**PASSAGE PROVIDED:**
# # # # # # #

Omp_target_alloc never returns NULL

budanaz.yakup · June 18, 2023, 12:45pm

Hi,

I have a code snippet that tries to allocate more memory every try and returns the max amount of pinnable memory, it is relatively easy to do with the CUDA API (asking for free memory), but I need to implement it without CUDA API for other backends such as OpenMP.

We are using the Nvidia NVHPC compiler suite.
The code looks as follows:

size_t allocableSize(size_t base, int deviceId){
bool allocSuccess = true;

// Base is the alignment size, any modern gpu will have ~1 gb of memory
// Then we will keep trying to allocate more and more each try +1 ~1gb
// The minimum increment will be ~250 mb which a multiple of base
size_t min = static_cast<size_t>(2.5 * 1e8);
while (base < min){
    base += base;
}
size_t sizeToAlloc = base;

do {
    char* allocatedMemory = nullptr;
    std::cout << "Try to alloc: " << static_cast<double>(sizeToAlloc * 1e-9) << " GB" << std::endl;
    try{
        char* allocatedMemory = new char[sizeToAlloc];
        void* u = omp_target_alloc(sizeToAlloc, deviceId);
        if (u == NULL){
            throw std::runtime_error("No memory (omp_target_allocs)");
        } else {
            omp_target_free(u, deviceId);
            u = NULL;
        }
        #pragma omp target enter data map(to: allocatedMemory[0:sizeToAlloc]) device(deviceId)
        {}
        #pragma omp target update from(allocatedMemory[0:sizeToAlloc]) device(deviceId)

# # # # # # #

**RECORDED DATA:**

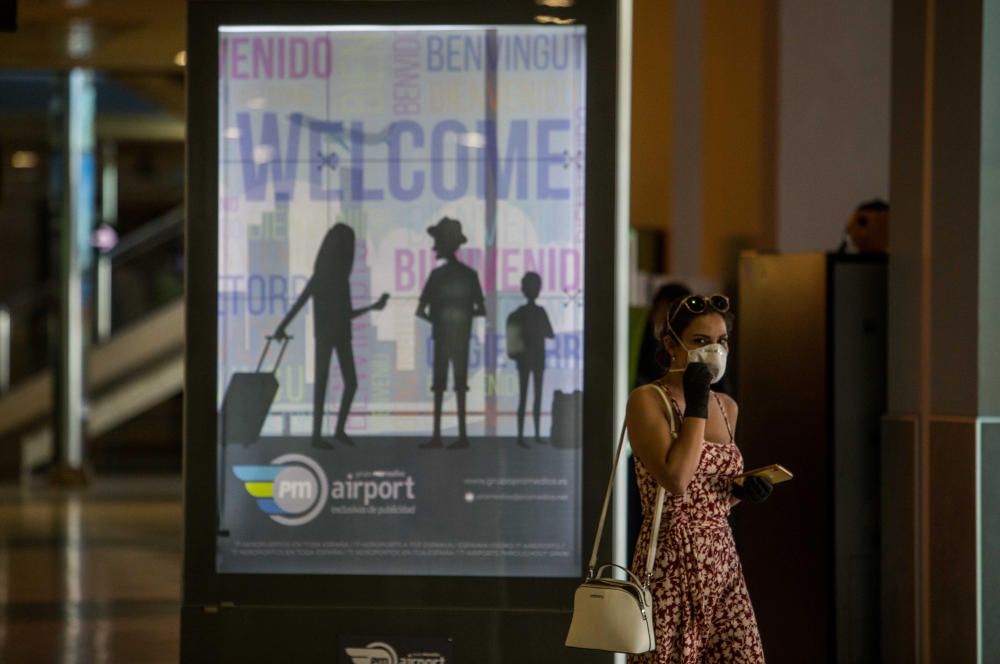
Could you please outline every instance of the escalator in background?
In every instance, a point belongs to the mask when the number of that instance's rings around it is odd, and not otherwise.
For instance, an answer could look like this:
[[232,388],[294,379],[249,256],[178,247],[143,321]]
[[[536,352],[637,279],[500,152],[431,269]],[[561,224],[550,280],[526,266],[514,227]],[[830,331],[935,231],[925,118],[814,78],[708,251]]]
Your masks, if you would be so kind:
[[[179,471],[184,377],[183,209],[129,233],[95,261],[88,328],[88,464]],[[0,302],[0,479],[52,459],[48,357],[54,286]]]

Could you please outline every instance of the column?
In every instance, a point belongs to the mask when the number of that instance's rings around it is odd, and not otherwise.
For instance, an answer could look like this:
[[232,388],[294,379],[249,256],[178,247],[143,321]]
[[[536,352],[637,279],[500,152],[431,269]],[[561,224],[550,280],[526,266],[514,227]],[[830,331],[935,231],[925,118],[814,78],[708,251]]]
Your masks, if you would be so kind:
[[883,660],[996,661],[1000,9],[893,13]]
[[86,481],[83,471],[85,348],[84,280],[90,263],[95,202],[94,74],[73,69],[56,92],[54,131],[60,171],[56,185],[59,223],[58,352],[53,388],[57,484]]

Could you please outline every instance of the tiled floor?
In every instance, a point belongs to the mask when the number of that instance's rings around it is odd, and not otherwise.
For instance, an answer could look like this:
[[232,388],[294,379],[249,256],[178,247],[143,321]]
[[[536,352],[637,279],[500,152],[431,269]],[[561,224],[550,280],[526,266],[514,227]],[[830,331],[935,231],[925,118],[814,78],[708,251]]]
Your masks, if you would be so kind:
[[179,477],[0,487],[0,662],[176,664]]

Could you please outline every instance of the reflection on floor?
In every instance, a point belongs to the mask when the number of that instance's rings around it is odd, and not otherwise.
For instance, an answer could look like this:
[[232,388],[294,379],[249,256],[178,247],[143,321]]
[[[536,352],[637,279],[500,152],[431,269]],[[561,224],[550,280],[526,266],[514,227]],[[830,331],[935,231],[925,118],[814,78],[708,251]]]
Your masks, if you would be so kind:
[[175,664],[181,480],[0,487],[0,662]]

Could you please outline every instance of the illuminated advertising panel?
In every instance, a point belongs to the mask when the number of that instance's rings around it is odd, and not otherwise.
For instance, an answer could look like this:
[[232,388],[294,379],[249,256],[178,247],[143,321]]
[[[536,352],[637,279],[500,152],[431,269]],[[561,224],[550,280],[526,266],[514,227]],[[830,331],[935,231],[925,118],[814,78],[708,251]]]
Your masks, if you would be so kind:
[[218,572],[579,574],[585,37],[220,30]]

# # # # # # #

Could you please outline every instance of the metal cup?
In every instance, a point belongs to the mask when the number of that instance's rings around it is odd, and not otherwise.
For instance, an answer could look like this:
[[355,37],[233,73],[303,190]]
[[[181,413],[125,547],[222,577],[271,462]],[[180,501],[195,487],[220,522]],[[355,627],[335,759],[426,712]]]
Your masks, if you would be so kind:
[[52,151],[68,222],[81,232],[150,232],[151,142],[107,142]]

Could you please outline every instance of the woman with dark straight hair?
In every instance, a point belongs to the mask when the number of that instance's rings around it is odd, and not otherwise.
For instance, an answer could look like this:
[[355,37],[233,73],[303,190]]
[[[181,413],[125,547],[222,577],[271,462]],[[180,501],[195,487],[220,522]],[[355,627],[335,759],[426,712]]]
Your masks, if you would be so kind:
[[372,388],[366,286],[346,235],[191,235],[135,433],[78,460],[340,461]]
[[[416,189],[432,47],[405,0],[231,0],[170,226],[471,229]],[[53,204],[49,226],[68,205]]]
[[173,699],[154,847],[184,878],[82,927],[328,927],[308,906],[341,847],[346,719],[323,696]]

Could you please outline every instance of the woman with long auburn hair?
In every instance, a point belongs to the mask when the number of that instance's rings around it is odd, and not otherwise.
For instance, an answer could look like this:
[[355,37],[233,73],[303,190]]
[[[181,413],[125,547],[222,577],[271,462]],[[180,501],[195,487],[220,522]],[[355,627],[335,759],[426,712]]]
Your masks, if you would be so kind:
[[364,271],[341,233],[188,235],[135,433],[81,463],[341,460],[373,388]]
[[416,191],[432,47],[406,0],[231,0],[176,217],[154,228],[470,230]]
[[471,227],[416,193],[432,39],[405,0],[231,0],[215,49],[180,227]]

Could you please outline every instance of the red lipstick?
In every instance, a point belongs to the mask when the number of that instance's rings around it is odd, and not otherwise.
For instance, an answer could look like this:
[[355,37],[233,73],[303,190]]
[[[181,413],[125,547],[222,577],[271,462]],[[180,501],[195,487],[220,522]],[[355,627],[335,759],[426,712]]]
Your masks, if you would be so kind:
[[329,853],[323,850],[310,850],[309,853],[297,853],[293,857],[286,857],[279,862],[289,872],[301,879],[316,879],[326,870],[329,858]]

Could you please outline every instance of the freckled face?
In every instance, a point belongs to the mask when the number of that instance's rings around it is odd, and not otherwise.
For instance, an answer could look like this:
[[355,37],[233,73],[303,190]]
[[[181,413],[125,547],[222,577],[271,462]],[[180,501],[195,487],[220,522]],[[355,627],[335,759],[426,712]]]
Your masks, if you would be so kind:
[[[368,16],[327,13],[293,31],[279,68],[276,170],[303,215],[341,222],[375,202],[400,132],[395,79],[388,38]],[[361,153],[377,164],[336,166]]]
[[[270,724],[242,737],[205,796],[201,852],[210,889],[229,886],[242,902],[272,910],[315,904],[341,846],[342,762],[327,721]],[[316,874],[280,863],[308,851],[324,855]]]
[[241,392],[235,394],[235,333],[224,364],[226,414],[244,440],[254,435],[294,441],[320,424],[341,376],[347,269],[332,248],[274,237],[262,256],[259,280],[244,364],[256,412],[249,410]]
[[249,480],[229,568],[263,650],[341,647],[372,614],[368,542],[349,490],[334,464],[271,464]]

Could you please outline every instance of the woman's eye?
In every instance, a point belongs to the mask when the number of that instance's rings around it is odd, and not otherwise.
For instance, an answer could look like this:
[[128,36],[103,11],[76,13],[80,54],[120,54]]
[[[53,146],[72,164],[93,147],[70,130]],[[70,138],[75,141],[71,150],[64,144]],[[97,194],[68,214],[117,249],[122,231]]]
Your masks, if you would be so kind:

# # # # # # #

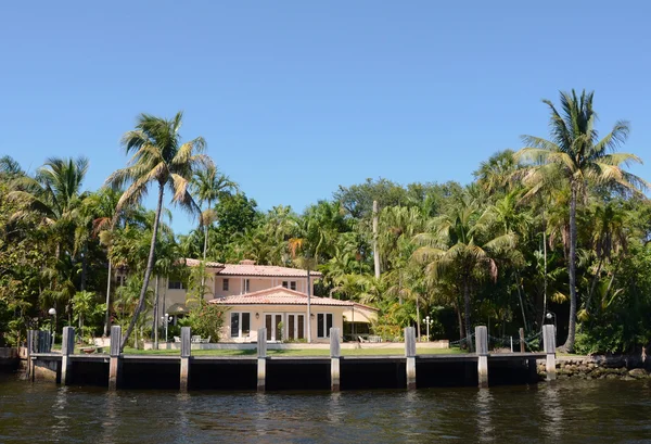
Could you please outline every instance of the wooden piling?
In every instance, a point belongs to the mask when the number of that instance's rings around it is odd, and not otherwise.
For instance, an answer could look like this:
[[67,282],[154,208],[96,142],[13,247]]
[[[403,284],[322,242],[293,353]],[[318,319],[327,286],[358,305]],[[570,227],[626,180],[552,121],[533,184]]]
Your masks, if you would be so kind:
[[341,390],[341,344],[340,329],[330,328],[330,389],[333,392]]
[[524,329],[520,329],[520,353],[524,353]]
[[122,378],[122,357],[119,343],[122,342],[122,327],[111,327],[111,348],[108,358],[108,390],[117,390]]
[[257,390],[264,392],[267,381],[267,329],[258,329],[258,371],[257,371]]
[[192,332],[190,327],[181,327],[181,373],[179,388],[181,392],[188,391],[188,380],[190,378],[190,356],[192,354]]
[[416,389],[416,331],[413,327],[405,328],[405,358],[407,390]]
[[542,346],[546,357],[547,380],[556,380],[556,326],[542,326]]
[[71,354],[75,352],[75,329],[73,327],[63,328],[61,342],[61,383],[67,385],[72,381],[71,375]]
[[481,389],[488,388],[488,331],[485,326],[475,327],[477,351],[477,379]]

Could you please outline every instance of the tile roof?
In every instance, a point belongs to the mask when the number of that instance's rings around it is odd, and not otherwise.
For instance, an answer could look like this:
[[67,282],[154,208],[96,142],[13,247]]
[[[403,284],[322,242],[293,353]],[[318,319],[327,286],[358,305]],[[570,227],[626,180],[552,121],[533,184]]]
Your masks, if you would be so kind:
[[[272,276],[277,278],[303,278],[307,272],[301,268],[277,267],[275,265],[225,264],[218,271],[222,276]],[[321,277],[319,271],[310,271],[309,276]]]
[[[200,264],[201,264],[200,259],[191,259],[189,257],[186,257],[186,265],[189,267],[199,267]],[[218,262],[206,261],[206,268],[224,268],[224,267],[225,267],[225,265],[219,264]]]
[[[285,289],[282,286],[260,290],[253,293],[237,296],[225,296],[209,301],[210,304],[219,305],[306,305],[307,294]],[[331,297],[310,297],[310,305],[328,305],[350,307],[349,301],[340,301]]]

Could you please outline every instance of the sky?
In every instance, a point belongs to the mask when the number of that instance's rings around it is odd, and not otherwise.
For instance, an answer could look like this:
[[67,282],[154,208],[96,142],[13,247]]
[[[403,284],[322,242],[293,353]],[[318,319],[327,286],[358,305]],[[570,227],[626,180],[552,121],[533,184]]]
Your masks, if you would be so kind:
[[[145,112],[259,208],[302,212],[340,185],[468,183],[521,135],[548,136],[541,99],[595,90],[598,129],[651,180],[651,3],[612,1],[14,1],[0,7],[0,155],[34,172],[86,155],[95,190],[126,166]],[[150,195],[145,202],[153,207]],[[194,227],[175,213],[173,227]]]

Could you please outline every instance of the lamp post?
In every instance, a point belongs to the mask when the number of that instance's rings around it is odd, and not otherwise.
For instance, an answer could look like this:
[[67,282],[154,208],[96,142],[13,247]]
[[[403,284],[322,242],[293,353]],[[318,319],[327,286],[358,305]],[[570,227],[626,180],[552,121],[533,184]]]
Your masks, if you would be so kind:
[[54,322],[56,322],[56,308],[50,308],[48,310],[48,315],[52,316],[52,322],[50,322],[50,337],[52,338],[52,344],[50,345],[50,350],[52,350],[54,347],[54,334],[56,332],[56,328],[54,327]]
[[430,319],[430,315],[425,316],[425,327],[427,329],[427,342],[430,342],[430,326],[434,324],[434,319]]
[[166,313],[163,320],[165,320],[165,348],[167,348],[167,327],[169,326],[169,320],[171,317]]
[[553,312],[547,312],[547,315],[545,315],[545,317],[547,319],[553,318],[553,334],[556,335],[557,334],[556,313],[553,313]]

# # # # # # #

**OBJECTIVES:**
a – Do these statements agree with the forum post about omp_target_alloc above? Answer yes or no for each, and quote the words of the post that decide it. (i) The poster is working with the Nvidia NVHPC compiler suite. (ii) The minimum increment in the code is about 500 MB. (iii) The poster wants an approach that does not use the CUDA API for backends such as OpenMP.
b – From the omp_target_alloc forum post, copy the part that opens with the words containing "budanaz.yakup · June" and closes with "such as OpenMP.".

**OUTPUTS BY TASK:**
a –
(i) Yes: "We are using the Nvidia NVHPC compiler suite."
(ii) No: "The minimum increment will be ~250 mb which a multiple of base"
(iii) Yes: "I need to implement it without CUDA API for other backends such as OpenMP."

b –
budanaz.yakup · June 18, 2023, 12:45pm

Hi,

I have a code snippet that tries to allocate more memory every try and returns the max amount of pinnable memory, it is relatively easy to do with the CUDA API (asking for free memory), but I need to implement it without CUDA API for other backends such as OpenMP.